-------- Reading text --------

To establish the worst case, we deploy the greedy heuristic that seeks to exploit all the exploitable terms in descending order of absolute value. Further, we assume that the order of the magnitude of terms is as pathological to improvement as possible. In Table 3, we enumerate this scenario of the worst order of guaranteed exploitability of terms. Earlier in this section, we provided an example of the \(k=3\) case. To illustrate this more clearly, here we present one possible ordering for \(k=4\) and show that this ordering represents the sequence of exploiting the 14, 13, 11,  and 7th order statistic as shown in Table 3. Take the case where the four main effects are abcd. We have six two-way interactions and four three-way interactions. Here an ordering of \(|a|>|c|>|ac|>|b|>|abc|>|ab|>|bc|>|bcd|>|d|>|abd|>|acd|>|ad|>|cd|>|bd|\), would be an example of worst-case ordering. The exploitation of the 14th and 13th order stats of a and c precludes the guaranteed exploitation of ac which is the 3rd largest term. Similarly, exploiting the 11th order stat of b disallows the exploitation of abc, ab, and bc (since a and c were already fixed). In a similar fashion, the remaining steps can be explored by the reader for confirmation.

Table 3 Worst-case guaranteed exploitation of terms for a greedy heuristic that seeks to exploit terms in descending order of magnitude

Table 3 shows a clear pattern. If there are x effects resulting from k factors, \(^kC_2\) two-way interactions, and \(^kC_3\) three-way interactions, then under a worst-case scenario we are guaranteed to exploit \(x,x-1,x-3,x-7,x-14...\) until we reach 0. The pattern here is that the terms we are guaranteed to exploit in the worst case are \(x,x-1,x-(2+^2C_2),x-(3+^3C_2+^3C_3)...\) and so on until 0. Essentially, exploitation of the 2nd term leads to 1 unexploitable term, the exploitation of the 3rd term leads to 3 more unexploitable terms, and so on. Another way to characterize this is to show that the sequential pattern in the difference in difference of exploitable orders simply increases as 1, 2, 3, 4, 5..., where the highest value of this sequence for any given k can be derived as \((^{k-1}C_2+1)-(^{k-2}C_2+1) = k-2\).

-------- Material supplied --------

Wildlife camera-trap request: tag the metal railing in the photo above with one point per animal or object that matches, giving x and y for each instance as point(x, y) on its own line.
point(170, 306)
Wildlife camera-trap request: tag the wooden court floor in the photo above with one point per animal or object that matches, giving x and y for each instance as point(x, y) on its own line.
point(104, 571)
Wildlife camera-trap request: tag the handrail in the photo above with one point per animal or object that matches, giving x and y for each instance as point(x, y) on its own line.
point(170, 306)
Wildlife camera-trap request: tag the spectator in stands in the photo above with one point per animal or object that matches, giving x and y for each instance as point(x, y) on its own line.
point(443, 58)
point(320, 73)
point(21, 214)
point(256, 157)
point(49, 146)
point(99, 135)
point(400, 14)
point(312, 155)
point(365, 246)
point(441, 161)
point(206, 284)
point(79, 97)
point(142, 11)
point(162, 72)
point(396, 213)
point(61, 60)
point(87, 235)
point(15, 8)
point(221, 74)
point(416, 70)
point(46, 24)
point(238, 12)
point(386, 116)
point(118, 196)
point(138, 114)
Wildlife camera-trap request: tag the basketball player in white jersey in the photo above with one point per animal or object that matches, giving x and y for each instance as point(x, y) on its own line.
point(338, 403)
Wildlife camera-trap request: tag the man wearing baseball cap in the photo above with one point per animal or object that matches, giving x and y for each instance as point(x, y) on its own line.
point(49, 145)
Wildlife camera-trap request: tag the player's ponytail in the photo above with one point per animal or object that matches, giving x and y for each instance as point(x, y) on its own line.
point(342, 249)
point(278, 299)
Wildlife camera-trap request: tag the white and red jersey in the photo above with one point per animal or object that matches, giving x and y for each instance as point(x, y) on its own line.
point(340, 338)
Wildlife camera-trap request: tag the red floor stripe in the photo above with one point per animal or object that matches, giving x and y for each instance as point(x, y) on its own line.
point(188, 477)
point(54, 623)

--------

**Exercise objective:**
Give a continuation of the passage on worst-case exploitation of interaction terms, starting right after its final sentence. The data bear no relation to the passage on worst-case exploitation of interaction terms.

**Reply:**
The reason behind this pattern can be explained as follows. Take the case where there are k factors and therefore \(^kC_2\) two-way interactions and \(^kC_3\) three-way interactions. Following the introduction of a new factor, we have a total of \(k+1\) main effects, \(^{k+1}C_2\) two-way interactions, and \(^{k+1}C_3\) three-way interactions. The increase in the number of terms is always therefore (\(k+1\)) + \(^{k+1}C_2\) + \(^{k+1}C_3\) - k - \(^kC_2\) - \(^kC_3\), which when simplified is \(1+k(k+1)/2\). Of these terms, only one of them can be exploited. If you fix the main effect, then all the two-way and three-way interactions get fixed (since all other main and interaction effects were fixed). If you fix a two-way interaction, then since one parent was already fixed, this therefore also fixes the new main effect (the other parent), which in turn fixes all other new interactions. Similarly, if you fix a three-way interaction, since two parents were already fixed, this fixes the new main effect and all other new interactions. Therefore, the entry of the \(k+1^{th}\) factor will always lead to the guaranteed exploitation of 1 term (the highest among the \(1+k(k+1)/2\) new terms) and lead to \(k(k+1)/2\) unexploitable terms. This is the most pathological case since it assumes that all the other terms prior to the entry of this factor were of higher magnitude.

Since our study performs an analysis on a greedy heuristic, which is guaranteed to be lower than the optimal strategy, when we look at the worst-case ordering, this results in the analytical formulation of an unambiguous lower bound.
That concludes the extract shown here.